Extrait de page
----------
Culture, éducation, justice, information, sciences… Syndeac, le syndicat national des entreprises artistiques et culturelles, organise en 2025 une série de débats pour souligner le rôle et l’importance des services publics dans la société. Une série d’événements dont Libération est partenaire. Retour sur le débat «Les défis du service public de la santé», le 6 octobre à Marseille.
80 ans après l’ordonnance du 4 octobre 1945 portant la création de la Sécurité sociale, n’est-il pas temps de franchir une nouvelle étape ? A bien des égards, le «plan complet de Sécurité sociale» proposé par le Conseil national de la résistance a effectivement et profondément transformé notre société. Et pourtant, à beaucoup d’égards également, le service public de la santé qui en est issu reste fondamentalement incomplet, et avec lui les droits qu’il était censé garantir.
----------
Consigne
Citez tous les domaines énumérés au tout début de l'extrait, juste avant les points de suspension.

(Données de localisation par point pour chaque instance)
----------
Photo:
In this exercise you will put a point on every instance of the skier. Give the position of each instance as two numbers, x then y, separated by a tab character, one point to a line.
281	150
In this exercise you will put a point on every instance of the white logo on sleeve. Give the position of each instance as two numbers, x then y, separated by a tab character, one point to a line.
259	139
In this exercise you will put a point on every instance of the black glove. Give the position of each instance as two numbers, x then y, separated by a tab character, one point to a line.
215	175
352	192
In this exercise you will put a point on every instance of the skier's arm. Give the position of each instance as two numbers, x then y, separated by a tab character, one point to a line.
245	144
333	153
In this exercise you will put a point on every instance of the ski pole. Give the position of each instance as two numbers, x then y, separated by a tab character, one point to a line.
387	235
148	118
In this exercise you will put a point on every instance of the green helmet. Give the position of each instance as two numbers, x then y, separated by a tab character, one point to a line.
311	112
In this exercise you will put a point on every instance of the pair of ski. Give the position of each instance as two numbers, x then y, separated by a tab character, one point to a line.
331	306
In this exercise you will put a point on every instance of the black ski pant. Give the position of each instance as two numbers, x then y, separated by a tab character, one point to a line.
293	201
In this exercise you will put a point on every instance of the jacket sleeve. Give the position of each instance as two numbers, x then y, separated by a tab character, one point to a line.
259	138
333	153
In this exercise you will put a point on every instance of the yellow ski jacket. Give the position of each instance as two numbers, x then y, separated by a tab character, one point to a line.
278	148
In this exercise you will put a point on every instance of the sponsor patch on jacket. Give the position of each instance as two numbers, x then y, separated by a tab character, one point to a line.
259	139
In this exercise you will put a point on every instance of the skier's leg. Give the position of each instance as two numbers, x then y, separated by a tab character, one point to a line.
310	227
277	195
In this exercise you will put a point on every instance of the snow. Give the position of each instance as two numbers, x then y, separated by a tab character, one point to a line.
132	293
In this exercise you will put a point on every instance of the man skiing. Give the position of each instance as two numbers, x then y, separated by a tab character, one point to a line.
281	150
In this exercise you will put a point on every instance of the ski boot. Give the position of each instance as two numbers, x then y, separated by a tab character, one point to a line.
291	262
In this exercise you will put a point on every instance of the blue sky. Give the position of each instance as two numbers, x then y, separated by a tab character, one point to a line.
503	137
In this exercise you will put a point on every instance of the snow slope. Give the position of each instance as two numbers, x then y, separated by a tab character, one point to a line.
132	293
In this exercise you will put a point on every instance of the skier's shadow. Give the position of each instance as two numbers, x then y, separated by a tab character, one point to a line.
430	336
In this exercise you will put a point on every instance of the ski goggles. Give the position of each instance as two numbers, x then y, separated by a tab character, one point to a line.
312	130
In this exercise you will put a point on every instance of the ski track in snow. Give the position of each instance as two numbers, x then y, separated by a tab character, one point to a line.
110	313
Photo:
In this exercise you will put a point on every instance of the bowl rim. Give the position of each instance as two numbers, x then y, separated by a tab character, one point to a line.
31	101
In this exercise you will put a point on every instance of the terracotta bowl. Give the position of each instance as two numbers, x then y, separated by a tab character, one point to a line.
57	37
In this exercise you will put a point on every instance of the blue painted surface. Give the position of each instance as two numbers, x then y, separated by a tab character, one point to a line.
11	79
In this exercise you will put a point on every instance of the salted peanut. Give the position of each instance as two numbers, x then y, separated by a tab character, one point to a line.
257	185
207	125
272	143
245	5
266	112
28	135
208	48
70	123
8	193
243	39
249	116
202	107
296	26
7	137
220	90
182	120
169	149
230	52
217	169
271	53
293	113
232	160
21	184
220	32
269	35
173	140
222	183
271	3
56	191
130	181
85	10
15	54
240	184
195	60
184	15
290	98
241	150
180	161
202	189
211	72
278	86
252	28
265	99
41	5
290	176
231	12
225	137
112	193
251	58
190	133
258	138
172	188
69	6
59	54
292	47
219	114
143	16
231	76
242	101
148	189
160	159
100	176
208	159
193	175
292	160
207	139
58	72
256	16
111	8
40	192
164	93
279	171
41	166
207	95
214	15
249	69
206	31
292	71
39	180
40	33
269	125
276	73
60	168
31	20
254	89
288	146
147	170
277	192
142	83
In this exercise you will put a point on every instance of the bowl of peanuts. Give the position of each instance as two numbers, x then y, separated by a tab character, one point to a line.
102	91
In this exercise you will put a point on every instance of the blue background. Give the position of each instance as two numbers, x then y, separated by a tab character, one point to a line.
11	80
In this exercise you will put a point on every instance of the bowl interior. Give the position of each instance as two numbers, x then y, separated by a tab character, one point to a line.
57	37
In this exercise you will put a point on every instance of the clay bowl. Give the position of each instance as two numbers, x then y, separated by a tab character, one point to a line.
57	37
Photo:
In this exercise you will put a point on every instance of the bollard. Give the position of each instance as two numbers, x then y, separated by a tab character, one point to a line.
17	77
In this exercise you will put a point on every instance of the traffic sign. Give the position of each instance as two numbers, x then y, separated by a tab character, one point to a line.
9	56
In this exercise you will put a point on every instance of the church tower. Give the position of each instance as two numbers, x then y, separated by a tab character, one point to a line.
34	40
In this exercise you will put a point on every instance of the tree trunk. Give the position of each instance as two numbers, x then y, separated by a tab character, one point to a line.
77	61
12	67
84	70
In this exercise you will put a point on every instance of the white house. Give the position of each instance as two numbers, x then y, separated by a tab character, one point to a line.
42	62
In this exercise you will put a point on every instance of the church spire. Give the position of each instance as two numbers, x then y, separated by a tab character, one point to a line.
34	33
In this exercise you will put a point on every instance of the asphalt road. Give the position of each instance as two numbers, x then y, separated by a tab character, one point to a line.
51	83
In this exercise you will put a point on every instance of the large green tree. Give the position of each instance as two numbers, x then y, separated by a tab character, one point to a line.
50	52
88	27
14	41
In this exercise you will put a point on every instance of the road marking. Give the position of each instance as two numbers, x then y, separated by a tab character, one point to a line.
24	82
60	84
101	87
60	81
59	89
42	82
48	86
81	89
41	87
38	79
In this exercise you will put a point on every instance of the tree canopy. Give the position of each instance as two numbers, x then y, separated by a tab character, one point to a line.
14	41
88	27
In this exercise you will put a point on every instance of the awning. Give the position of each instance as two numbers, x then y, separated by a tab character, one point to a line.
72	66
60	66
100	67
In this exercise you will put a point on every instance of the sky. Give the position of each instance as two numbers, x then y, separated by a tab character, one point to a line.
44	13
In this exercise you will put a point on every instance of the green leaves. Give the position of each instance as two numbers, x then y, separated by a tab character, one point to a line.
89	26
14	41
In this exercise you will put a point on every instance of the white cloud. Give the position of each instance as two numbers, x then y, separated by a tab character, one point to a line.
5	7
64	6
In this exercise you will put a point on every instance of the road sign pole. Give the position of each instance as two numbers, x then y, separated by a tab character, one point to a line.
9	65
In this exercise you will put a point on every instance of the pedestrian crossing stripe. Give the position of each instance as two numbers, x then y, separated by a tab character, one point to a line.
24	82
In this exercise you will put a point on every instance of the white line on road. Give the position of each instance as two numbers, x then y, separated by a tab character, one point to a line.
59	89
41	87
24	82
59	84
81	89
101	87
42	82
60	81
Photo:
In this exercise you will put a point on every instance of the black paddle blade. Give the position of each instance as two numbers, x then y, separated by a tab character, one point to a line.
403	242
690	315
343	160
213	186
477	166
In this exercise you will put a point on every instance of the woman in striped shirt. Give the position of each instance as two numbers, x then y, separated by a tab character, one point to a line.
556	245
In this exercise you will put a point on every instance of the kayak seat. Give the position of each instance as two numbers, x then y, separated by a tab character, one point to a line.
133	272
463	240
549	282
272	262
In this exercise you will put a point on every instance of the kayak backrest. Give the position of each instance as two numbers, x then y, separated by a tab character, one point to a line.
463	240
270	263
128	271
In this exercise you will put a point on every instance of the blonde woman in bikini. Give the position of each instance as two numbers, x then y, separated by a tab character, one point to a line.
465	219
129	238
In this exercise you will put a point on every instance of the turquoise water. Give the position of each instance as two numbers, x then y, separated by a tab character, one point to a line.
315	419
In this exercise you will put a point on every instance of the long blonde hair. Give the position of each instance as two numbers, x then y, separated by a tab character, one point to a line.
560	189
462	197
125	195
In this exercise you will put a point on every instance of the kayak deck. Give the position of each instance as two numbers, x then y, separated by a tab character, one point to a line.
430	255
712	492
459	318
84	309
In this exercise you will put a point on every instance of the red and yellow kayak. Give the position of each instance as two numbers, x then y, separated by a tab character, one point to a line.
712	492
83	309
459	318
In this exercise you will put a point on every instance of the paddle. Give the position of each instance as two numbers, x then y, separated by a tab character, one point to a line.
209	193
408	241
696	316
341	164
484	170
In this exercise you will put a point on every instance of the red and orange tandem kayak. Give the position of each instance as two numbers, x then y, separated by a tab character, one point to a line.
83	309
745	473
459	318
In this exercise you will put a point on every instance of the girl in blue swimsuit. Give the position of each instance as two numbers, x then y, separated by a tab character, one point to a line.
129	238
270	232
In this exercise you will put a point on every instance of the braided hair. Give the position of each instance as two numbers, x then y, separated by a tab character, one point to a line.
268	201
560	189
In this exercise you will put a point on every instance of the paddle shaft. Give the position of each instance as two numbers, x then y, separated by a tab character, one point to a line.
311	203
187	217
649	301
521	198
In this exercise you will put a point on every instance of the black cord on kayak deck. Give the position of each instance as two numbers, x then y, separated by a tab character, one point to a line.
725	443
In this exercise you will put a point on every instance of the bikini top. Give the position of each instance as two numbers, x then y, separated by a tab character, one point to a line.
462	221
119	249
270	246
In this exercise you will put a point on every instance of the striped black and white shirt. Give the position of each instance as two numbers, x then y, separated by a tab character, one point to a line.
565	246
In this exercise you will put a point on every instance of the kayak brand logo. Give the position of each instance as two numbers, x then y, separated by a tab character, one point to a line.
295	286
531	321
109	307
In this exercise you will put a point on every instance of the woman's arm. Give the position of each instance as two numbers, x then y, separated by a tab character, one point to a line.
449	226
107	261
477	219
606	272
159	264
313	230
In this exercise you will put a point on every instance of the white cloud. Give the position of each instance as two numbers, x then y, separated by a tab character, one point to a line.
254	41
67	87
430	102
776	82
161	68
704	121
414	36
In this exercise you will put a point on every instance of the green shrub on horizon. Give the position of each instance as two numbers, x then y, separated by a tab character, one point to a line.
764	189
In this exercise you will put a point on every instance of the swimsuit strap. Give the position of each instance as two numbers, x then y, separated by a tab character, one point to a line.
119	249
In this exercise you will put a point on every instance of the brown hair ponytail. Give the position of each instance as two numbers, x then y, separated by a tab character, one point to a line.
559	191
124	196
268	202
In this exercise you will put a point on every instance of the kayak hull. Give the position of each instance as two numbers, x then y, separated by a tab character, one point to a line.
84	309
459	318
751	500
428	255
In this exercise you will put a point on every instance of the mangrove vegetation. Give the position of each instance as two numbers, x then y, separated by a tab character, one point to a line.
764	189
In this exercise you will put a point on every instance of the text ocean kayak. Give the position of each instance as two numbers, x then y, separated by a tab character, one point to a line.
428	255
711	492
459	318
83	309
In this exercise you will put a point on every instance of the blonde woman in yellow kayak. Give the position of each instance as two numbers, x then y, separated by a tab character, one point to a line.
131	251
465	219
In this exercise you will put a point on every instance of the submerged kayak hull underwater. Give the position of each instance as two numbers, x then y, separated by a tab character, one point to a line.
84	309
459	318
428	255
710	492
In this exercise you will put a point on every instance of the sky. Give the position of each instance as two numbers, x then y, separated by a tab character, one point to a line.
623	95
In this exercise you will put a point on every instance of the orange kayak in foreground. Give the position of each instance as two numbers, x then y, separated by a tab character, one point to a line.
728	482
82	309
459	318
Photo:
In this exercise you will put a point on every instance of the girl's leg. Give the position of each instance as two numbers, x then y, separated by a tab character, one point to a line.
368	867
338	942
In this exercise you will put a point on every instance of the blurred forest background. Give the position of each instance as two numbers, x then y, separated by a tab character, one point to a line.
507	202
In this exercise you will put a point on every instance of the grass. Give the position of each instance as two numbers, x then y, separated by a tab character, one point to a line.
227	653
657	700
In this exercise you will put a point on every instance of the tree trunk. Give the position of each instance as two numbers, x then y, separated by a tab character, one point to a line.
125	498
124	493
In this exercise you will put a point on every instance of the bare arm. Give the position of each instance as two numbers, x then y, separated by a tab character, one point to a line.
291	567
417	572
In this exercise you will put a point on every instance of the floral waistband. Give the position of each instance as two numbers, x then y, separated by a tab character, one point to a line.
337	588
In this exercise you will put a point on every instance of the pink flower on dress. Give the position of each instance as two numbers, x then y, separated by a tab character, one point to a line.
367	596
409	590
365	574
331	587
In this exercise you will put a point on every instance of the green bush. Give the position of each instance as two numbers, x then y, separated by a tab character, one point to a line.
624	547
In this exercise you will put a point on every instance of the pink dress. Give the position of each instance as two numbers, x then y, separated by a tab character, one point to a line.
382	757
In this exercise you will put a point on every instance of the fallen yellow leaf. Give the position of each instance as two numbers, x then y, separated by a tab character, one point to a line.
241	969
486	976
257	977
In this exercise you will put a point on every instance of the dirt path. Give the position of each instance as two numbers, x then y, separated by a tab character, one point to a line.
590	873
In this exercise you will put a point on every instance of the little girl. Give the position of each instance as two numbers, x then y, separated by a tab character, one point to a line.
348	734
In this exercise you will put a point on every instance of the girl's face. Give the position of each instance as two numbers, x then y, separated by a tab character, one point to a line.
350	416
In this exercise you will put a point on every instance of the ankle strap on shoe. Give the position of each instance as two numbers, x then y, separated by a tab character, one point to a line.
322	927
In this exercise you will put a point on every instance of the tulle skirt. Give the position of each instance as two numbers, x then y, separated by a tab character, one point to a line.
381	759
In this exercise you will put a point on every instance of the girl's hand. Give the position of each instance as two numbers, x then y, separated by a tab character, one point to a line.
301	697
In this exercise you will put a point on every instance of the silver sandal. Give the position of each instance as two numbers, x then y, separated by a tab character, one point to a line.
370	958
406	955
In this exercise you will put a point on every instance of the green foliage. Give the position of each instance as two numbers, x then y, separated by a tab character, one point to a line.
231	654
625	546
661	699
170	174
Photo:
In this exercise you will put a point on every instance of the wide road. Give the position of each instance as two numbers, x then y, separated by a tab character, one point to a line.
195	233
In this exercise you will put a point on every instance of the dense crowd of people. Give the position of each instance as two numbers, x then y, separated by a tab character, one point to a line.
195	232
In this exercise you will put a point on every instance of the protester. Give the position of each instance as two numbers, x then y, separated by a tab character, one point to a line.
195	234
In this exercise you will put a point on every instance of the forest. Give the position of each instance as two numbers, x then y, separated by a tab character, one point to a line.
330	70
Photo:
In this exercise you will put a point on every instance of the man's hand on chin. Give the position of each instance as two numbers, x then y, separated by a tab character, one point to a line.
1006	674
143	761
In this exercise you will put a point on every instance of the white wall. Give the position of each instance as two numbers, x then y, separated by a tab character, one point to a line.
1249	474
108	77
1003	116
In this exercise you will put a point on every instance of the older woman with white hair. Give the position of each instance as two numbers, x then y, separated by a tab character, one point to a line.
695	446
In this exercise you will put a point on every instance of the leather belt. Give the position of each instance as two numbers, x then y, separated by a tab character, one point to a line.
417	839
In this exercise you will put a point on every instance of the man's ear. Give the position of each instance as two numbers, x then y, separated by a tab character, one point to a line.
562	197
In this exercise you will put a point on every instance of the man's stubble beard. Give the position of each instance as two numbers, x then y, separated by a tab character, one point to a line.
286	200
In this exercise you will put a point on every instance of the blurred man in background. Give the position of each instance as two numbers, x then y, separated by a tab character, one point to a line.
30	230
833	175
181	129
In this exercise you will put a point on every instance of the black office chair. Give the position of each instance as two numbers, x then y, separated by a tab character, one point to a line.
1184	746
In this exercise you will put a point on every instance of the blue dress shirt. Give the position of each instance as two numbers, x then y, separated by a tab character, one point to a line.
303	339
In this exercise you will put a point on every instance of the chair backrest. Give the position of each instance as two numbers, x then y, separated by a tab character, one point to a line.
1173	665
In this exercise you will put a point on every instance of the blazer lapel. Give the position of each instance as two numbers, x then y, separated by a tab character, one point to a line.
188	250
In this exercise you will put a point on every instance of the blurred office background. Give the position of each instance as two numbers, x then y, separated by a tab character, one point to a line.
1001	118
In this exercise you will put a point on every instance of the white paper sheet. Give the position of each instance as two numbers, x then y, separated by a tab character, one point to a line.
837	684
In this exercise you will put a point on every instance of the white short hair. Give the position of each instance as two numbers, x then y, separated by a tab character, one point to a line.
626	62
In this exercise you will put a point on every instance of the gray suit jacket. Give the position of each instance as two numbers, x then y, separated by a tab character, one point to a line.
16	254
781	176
----------
Réponse attendue
Culture, éducation, justice, information, sciences